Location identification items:
——
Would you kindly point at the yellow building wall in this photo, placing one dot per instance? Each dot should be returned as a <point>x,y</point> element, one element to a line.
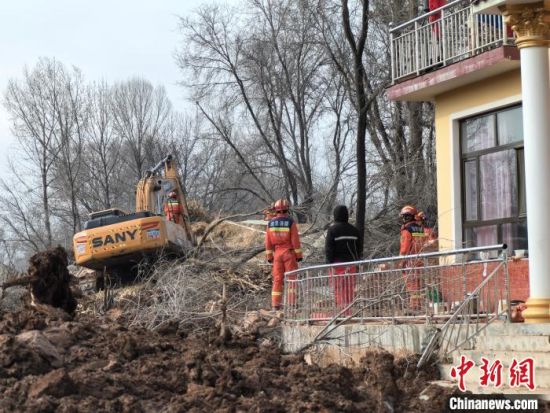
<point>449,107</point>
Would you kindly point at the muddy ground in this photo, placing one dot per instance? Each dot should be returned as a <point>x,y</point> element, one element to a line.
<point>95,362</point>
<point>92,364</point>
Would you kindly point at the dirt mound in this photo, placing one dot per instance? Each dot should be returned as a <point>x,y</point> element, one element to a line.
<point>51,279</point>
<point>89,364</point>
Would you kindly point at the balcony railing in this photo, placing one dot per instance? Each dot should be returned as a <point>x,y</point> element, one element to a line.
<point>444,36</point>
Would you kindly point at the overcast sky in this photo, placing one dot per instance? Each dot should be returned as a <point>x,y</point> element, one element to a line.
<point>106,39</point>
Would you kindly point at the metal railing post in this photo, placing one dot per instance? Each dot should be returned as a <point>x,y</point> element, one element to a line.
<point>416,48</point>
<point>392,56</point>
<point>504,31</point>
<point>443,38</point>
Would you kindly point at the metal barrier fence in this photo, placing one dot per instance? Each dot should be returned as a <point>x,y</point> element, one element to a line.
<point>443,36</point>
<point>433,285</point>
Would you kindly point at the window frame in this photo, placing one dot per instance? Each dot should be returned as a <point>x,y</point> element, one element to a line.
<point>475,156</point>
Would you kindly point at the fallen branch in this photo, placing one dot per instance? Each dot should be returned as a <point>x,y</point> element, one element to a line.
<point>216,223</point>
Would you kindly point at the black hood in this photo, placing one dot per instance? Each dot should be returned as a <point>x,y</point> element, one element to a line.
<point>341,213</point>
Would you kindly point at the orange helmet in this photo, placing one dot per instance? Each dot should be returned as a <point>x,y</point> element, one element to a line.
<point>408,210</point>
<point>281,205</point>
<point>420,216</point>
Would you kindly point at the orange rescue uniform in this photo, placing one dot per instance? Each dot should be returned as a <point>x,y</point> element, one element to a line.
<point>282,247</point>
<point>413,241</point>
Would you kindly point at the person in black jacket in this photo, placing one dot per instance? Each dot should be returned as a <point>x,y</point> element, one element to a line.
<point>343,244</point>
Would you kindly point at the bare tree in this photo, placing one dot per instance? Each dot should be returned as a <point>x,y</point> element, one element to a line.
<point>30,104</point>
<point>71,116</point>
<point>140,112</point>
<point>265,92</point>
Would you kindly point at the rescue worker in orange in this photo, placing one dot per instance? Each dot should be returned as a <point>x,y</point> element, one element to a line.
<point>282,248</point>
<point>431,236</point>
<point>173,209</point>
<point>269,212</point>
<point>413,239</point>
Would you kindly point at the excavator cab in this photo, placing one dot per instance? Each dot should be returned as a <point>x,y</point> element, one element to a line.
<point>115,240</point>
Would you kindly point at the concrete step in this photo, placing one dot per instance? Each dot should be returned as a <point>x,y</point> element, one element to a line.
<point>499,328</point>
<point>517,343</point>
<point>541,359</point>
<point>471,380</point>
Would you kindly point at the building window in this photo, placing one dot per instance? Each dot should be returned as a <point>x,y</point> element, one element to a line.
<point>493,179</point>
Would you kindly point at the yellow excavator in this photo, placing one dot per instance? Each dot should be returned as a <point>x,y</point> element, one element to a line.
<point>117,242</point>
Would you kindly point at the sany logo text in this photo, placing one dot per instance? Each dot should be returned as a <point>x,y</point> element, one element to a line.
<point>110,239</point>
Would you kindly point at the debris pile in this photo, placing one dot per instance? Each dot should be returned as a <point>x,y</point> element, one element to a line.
——
◆ **WRITTEN TASK**
Reproduce the entries word for word, starting at the very beginning and ending with the line that contains "<point>106,39</point>", including that line. Omit the pictures from your copy.

◆ **REPLY**
Would you kindly point at the yellow building wall in this photo, placing one dot per instance? Each dot should be returned as a <point>x,y</point> element, one element to a line.
<point>449,107</point>
Would you kindly point at the muddy ground in this photo, placing one dot per instance? Each dot should be returned as a <point>x,y</point> element, one element to a line.
<point>95,362</point>
<point>92,364</point>
Would you kindly point at the dirt mound in this photo, placing one dot per instance? Each dot should be returned as a <point>x,y</point> element, one element to a line.
<point>51,279</point>
<point>89,364</point>
Would you kindly point at the balcony railing in this photo, placing one dot per instance? Each dot should be returned as a <point>x,y</point> element, one element to a line.
<point>444,36</point>
Would you kindly point at the overcast sky in this photo, placing one dot per instance? Each dot should be returned as a <point>x,y</point> element, one element to a line.
<point>106,39</point>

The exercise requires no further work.